[Exercise]:
Print the following lines verbatim, beginning with the line that contains "Trace the outline of every instance of the winter" and ending with the line that contains "[[[0,53],[0,139],[133,139],[110,117]]]". Include both of these lines and nothing else.

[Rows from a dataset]
────────────────

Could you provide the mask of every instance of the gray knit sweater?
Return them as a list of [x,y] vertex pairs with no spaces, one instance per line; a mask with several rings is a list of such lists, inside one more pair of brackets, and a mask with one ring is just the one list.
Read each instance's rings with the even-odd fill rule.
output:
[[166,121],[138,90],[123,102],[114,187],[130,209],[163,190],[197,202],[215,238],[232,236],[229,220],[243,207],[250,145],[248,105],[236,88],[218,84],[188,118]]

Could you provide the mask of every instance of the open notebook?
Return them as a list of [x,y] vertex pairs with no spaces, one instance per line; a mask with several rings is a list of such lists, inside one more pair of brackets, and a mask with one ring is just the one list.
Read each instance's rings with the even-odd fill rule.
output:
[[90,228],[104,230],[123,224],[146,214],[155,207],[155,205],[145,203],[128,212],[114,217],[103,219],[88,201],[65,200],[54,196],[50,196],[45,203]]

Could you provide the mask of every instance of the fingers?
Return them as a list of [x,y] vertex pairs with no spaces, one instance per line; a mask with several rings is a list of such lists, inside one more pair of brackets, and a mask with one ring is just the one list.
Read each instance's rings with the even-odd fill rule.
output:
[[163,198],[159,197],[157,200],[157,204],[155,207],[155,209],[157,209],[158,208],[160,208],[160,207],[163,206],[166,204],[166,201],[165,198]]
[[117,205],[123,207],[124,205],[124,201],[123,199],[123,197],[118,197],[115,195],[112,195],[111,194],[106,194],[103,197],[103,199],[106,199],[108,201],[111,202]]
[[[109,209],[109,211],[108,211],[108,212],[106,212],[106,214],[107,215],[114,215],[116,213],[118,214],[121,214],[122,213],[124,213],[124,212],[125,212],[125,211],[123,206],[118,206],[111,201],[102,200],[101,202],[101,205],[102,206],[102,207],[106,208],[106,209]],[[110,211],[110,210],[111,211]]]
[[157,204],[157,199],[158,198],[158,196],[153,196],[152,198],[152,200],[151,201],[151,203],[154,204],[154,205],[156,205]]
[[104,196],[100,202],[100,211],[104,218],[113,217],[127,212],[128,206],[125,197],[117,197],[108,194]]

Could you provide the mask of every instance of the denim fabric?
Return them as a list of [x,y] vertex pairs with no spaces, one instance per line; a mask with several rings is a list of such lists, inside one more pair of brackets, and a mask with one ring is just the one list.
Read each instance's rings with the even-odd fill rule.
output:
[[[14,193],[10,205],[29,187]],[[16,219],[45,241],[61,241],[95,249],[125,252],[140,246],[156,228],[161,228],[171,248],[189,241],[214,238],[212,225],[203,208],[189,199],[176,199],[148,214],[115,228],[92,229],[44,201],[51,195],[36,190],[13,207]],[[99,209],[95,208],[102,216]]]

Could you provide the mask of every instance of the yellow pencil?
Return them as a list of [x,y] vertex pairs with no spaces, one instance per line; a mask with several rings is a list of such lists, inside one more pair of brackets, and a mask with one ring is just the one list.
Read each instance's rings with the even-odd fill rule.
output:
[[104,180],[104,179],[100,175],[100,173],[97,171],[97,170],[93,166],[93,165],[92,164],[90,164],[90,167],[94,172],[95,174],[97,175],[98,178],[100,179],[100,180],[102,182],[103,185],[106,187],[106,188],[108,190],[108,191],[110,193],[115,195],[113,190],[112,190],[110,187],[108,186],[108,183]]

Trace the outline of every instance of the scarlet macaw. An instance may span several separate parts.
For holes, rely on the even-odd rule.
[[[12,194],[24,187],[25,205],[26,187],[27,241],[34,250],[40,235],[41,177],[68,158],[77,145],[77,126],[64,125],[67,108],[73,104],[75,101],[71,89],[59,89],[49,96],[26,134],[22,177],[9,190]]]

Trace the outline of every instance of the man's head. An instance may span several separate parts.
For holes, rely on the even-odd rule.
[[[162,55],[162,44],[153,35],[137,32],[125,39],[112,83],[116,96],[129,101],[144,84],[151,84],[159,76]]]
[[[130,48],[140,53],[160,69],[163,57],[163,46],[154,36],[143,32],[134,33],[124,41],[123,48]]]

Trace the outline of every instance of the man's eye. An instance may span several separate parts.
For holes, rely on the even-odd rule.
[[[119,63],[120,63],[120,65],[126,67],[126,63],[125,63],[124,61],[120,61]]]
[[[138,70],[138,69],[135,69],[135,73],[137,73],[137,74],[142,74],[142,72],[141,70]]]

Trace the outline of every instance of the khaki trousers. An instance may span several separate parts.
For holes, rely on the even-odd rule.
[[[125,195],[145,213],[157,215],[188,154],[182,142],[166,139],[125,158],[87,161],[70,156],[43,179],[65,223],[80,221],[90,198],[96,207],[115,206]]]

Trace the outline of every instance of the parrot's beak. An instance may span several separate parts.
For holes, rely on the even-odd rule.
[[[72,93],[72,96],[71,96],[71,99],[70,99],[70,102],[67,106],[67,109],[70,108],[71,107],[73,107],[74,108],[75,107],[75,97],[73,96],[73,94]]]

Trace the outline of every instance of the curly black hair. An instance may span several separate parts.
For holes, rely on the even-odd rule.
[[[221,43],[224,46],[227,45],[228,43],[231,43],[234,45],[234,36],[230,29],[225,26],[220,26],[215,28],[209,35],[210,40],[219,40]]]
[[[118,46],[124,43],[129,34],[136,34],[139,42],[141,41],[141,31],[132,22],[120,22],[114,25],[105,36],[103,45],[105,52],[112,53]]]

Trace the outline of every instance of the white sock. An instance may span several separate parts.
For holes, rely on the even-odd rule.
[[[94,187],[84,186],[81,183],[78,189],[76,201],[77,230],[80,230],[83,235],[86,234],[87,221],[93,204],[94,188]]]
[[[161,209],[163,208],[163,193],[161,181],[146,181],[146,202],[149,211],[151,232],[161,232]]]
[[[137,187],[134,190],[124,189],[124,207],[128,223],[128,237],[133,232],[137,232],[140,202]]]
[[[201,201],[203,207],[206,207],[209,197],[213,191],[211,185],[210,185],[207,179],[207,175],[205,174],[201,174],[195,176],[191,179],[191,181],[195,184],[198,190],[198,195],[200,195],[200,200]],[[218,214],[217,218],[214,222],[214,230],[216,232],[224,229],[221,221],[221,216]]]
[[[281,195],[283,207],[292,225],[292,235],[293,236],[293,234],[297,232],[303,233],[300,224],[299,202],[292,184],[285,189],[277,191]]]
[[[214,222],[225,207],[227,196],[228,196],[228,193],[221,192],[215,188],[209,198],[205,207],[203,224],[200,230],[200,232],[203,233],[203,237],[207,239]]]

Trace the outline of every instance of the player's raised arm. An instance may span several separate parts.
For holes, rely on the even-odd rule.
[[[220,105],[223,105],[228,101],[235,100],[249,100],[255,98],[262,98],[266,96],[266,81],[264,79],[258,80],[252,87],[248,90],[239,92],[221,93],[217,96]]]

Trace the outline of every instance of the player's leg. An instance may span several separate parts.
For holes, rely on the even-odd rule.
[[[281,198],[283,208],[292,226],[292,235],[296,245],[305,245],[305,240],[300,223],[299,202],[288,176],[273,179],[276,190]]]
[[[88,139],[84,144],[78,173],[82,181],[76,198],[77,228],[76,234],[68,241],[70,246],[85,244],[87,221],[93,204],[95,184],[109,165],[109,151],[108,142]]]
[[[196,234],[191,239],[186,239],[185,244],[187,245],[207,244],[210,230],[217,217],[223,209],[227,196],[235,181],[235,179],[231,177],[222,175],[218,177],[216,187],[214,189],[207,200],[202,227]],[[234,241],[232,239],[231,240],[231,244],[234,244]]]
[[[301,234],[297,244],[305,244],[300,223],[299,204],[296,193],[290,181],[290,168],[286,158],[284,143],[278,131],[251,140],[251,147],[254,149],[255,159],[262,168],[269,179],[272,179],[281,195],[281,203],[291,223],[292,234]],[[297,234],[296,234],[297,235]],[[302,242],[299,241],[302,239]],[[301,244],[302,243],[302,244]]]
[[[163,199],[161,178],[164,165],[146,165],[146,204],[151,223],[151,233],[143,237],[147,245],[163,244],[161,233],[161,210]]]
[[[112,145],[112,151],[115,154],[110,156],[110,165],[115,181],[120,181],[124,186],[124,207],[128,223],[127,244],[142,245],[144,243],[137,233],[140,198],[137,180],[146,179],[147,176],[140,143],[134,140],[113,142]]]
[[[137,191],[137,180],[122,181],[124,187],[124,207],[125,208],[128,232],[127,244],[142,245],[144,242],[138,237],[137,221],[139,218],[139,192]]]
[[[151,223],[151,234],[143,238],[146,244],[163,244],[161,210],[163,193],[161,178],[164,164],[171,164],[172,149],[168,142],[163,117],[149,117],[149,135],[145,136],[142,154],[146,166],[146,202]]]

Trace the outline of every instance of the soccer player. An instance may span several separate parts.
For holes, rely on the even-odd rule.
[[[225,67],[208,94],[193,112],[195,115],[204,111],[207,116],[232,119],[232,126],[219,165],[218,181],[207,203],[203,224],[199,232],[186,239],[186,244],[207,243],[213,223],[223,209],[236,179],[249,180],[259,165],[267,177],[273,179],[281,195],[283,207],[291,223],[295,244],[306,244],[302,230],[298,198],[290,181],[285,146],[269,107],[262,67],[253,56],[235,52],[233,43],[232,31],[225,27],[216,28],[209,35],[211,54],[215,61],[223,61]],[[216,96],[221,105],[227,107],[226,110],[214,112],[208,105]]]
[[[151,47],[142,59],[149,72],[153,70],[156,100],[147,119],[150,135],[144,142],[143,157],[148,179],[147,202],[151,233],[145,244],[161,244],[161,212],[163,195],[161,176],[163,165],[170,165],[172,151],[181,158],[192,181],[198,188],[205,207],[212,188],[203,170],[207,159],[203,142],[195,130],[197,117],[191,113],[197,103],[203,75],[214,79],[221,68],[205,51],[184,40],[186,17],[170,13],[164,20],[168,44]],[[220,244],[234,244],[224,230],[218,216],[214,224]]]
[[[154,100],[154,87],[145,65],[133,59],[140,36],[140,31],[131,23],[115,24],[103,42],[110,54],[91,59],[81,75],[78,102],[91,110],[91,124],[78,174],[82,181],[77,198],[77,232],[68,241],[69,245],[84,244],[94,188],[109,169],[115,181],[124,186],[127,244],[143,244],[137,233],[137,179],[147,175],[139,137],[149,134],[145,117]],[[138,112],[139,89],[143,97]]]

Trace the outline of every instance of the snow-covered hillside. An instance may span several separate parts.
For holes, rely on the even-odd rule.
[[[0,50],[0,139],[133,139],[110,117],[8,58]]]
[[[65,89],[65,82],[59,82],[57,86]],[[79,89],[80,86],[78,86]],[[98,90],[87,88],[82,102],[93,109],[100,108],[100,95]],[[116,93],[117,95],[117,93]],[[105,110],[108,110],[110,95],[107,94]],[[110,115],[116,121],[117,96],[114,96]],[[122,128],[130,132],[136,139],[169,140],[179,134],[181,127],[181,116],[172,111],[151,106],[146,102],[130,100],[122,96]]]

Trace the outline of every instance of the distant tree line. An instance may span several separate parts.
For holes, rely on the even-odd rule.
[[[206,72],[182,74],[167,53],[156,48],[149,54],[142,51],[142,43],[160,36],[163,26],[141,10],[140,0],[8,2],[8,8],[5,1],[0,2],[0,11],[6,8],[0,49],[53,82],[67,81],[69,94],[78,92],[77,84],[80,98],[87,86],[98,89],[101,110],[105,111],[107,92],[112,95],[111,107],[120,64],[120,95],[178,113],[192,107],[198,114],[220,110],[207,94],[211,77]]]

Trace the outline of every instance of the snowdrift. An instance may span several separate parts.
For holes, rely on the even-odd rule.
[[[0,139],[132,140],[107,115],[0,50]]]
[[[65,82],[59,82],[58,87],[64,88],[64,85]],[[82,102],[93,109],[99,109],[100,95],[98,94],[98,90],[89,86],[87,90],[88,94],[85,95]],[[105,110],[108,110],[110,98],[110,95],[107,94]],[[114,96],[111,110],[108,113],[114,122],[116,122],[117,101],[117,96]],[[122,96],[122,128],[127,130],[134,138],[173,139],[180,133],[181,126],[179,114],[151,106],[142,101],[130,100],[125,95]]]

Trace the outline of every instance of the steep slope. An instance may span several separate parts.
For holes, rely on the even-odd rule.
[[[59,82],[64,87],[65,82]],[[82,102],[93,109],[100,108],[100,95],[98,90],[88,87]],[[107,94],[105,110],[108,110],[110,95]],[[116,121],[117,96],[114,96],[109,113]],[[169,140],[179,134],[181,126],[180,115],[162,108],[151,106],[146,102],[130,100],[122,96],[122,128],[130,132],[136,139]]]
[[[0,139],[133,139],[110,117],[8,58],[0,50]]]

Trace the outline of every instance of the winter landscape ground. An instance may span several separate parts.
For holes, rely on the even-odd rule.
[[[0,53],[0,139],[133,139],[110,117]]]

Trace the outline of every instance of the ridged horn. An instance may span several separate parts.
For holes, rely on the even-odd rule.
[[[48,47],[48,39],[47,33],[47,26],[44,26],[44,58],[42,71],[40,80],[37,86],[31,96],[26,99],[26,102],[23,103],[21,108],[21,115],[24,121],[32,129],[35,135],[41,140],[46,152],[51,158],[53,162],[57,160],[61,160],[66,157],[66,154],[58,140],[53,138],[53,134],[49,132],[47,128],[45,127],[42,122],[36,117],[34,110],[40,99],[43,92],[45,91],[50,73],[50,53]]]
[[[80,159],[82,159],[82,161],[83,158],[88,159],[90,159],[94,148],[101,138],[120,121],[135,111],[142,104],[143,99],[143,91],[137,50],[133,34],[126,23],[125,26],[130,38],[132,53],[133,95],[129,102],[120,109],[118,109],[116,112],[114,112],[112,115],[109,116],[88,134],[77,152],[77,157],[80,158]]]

────────────────

[Answer to this task]:
Trace the outline of every instance of the winter landscape ground. An instance may span several separate parts.
For holes, rely on the even-odd rule.
[[[0,53],[0,139],[133,139],[110,117]]]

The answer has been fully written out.